** START **

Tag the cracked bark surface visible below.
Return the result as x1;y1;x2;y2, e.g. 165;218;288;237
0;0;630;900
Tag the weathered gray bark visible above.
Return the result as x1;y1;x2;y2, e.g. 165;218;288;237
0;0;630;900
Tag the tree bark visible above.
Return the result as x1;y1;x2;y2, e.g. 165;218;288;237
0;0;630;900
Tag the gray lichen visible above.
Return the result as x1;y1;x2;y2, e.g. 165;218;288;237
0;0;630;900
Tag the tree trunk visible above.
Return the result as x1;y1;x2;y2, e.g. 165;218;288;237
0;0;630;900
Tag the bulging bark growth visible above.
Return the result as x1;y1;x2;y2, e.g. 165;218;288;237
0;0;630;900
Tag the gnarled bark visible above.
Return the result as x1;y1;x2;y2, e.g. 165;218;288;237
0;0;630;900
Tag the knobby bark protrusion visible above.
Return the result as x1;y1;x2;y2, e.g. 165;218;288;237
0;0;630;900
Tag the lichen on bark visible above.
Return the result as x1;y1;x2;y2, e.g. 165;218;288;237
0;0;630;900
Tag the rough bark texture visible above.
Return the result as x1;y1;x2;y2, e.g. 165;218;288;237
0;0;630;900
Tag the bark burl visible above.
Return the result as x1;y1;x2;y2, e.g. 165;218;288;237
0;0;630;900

** END **
** START **

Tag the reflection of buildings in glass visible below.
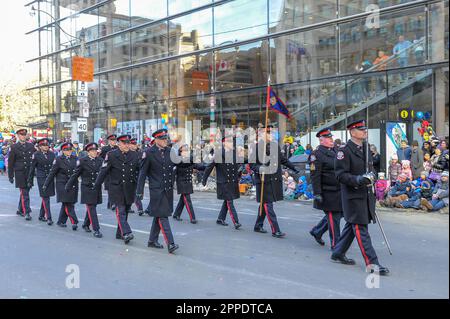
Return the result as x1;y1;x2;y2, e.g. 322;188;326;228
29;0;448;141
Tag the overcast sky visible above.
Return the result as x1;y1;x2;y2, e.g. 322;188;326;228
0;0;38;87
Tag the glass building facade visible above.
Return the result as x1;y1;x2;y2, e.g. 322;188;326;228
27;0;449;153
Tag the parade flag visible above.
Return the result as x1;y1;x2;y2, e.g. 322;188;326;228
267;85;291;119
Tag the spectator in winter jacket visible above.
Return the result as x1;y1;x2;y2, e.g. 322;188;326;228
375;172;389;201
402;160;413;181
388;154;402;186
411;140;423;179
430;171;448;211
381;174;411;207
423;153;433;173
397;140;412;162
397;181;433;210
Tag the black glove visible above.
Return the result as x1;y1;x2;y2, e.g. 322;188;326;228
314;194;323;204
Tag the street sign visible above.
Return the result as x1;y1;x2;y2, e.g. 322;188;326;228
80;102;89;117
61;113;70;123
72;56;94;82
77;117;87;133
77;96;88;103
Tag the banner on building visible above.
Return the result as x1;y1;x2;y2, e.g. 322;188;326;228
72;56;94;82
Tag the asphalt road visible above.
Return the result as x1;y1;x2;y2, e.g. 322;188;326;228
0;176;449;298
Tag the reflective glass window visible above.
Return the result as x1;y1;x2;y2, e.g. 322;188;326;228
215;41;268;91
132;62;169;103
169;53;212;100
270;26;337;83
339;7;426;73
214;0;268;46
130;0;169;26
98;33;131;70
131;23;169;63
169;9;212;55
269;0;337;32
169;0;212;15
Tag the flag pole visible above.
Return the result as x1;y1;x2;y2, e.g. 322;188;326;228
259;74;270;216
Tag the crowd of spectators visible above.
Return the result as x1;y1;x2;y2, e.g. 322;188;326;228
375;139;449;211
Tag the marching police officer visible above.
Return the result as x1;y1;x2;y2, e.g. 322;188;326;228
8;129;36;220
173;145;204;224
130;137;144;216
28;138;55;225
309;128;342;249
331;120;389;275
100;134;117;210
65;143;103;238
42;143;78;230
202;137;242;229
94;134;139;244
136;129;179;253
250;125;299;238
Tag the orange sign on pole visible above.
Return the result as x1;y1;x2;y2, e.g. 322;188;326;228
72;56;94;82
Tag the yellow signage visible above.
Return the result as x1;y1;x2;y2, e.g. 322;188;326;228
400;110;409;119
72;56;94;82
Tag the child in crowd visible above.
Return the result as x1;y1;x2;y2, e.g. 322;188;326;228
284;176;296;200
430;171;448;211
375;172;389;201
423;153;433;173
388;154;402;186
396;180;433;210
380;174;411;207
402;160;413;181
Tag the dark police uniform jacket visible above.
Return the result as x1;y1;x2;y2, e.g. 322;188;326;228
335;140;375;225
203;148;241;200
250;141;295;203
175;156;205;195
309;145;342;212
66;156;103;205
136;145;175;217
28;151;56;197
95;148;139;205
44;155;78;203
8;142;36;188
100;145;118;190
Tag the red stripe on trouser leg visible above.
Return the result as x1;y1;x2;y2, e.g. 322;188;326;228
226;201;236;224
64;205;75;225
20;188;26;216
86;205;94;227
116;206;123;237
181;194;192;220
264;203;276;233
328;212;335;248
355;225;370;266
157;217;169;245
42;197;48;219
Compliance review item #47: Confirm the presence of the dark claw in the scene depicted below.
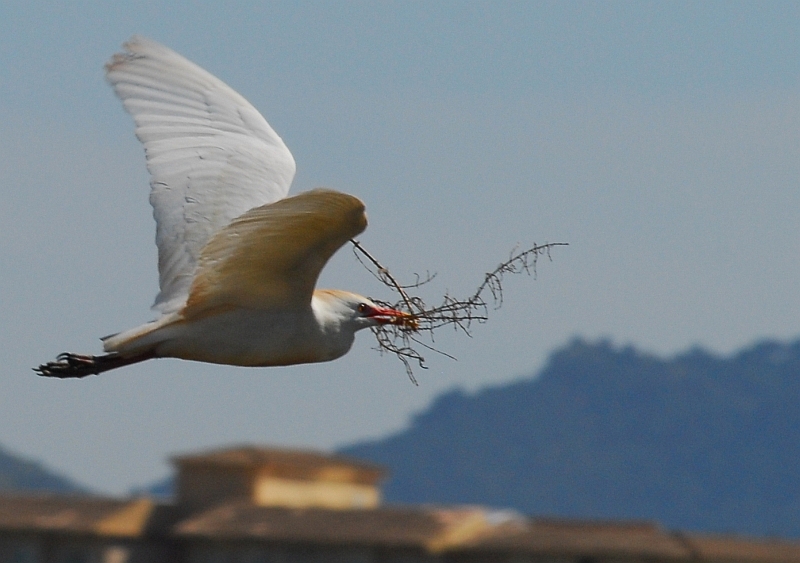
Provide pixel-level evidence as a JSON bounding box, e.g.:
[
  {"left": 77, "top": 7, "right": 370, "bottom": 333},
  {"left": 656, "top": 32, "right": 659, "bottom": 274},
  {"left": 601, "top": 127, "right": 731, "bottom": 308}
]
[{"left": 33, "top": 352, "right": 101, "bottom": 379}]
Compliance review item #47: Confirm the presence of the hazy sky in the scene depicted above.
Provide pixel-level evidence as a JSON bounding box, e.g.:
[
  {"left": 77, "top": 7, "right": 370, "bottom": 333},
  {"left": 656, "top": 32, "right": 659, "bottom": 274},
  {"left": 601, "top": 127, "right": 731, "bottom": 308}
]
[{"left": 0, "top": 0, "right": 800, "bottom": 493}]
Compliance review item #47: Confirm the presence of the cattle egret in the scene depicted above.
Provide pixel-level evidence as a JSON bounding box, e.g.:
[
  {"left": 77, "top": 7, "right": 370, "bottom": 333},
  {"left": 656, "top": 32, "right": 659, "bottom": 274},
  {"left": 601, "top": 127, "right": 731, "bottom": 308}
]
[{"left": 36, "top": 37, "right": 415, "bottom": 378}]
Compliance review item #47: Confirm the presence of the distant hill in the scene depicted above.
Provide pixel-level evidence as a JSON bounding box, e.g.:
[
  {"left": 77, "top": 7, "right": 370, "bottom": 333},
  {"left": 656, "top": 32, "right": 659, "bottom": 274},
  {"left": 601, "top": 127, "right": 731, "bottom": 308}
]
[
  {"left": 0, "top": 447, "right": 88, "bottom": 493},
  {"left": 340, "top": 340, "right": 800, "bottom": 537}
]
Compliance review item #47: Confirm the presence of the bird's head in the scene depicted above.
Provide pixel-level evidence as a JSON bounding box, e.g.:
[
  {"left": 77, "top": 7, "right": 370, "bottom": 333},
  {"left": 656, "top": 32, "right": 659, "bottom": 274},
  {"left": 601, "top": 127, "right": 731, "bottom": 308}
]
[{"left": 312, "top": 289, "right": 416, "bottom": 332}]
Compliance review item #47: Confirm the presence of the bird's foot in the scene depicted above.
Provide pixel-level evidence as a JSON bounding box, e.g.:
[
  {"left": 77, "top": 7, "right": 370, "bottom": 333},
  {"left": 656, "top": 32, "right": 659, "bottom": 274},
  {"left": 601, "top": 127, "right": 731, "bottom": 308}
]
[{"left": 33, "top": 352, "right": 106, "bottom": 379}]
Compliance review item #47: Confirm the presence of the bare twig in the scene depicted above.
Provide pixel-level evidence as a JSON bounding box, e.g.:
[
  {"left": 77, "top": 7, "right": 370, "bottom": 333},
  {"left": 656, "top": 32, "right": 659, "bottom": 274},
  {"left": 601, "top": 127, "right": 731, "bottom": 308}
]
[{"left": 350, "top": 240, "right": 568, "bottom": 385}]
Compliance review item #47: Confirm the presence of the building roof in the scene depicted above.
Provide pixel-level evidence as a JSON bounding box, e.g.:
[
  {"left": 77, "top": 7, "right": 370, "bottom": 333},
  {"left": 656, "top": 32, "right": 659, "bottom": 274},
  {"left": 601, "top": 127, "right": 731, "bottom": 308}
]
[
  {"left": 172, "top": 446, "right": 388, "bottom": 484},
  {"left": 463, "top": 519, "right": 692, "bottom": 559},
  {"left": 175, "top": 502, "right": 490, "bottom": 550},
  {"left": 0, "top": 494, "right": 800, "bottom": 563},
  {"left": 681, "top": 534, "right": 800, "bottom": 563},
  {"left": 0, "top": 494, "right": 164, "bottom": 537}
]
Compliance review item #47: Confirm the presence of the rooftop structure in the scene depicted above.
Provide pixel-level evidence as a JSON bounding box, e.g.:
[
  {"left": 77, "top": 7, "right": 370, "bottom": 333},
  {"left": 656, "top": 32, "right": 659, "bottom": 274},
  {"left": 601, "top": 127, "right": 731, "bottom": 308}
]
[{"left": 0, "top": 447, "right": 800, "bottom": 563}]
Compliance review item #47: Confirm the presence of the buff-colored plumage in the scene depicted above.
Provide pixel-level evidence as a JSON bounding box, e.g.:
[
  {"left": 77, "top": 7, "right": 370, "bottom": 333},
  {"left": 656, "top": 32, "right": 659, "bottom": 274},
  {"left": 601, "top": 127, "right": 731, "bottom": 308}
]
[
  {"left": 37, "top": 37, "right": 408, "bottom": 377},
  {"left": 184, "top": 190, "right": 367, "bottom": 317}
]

** END **
** START **

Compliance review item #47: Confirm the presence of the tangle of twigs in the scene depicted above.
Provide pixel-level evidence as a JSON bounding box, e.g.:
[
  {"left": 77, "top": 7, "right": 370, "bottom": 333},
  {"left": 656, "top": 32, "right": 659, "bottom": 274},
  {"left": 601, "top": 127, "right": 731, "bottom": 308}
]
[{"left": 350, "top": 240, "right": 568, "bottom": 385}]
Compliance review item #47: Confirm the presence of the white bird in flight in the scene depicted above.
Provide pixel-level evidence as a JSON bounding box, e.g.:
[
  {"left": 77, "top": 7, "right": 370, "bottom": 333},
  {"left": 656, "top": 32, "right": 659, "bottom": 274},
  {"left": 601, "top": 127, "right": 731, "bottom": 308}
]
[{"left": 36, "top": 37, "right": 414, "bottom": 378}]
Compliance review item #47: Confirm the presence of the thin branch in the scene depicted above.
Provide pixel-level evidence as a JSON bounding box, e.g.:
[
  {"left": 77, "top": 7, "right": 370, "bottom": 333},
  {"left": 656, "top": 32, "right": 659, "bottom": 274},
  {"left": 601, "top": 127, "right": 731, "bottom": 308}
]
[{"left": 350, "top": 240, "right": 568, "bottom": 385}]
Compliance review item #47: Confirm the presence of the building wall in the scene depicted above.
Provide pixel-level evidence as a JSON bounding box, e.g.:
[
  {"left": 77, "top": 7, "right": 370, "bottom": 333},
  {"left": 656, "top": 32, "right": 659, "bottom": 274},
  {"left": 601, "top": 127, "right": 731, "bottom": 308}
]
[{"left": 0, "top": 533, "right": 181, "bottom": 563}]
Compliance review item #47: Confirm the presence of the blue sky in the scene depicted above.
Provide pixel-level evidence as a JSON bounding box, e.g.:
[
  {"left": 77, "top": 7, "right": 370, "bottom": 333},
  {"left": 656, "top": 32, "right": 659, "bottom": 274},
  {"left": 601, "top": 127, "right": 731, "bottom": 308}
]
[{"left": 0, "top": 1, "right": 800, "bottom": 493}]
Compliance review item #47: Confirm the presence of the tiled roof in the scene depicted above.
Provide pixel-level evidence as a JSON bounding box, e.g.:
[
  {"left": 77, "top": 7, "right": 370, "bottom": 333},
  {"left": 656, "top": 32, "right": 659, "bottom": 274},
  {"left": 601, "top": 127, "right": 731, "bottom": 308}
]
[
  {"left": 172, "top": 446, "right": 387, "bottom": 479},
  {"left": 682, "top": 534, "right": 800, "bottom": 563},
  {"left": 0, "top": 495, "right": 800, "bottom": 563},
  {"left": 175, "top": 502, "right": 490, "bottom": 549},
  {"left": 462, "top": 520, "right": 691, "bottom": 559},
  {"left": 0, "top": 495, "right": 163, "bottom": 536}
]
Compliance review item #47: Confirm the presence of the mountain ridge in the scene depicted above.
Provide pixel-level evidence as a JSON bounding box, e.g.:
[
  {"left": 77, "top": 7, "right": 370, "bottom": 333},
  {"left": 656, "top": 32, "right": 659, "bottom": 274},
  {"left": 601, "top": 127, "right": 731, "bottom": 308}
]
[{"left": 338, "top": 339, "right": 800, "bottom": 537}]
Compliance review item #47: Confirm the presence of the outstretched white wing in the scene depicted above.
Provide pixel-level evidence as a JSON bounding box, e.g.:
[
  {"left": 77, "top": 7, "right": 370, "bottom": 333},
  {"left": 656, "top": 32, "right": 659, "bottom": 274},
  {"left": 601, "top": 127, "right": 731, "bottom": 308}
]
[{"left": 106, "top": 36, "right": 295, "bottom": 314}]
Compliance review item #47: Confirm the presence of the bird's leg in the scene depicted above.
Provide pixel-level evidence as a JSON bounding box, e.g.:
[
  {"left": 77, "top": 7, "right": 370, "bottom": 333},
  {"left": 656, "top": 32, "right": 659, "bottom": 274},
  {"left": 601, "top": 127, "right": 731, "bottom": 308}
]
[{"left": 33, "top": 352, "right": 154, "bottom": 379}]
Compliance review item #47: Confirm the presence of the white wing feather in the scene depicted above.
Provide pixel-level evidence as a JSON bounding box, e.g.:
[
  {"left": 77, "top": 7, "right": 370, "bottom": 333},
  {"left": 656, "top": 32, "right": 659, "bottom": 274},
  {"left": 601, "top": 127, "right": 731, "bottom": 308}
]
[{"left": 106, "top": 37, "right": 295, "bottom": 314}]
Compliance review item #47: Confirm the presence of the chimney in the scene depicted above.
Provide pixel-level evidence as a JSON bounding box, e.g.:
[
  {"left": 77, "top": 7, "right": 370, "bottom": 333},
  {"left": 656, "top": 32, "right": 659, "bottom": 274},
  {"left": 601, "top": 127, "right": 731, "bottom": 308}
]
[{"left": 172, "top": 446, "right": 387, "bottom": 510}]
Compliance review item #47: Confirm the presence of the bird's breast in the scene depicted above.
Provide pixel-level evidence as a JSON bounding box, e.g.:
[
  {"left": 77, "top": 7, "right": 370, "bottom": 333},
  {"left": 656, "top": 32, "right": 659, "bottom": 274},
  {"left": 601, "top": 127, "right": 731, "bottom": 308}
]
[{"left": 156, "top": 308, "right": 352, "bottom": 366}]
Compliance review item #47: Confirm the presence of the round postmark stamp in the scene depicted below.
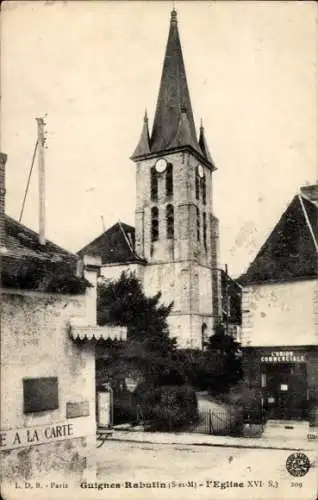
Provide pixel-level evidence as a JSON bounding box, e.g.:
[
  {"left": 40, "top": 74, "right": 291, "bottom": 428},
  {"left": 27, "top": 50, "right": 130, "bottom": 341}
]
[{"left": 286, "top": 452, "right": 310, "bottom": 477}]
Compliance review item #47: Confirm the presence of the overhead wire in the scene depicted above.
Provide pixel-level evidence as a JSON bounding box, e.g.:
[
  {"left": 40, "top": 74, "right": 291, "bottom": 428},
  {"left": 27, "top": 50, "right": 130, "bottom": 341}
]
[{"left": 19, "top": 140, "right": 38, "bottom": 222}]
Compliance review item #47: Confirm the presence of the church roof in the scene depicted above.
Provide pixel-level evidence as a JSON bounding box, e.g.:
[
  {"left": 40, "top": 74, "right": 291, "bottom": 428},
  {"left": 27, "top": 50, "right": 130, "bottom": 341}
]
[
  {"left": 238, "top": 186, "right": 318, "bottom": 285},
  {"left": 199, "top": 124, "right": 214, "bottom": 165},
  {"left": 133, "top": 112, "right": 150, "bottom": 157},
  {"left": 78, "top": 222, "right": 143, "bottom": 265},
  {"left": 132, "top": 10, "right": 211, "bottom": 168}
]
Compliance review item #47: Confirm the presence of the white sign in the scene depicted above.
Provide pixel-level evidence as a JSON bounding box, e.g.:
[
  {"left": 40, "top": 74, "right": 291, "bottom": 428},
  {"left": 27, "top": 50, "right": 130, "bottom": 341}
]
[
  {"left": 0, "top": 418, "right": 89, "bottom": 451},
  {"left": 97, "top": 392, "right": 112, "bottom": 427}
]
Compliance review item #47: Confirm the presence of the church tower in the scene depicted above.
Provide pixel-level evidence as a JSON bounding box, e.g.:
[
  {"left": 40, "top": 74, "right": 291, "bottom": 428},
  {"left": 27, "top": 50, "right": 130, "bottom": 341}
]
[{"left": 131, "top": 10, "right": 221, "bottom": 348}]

** END **

* What needs to be done
Select and copy each line in the rows above that contains the word "lichen".

* Reply to the task
Tag the gray lichen visible above.
Tag the lichen on bark visible above.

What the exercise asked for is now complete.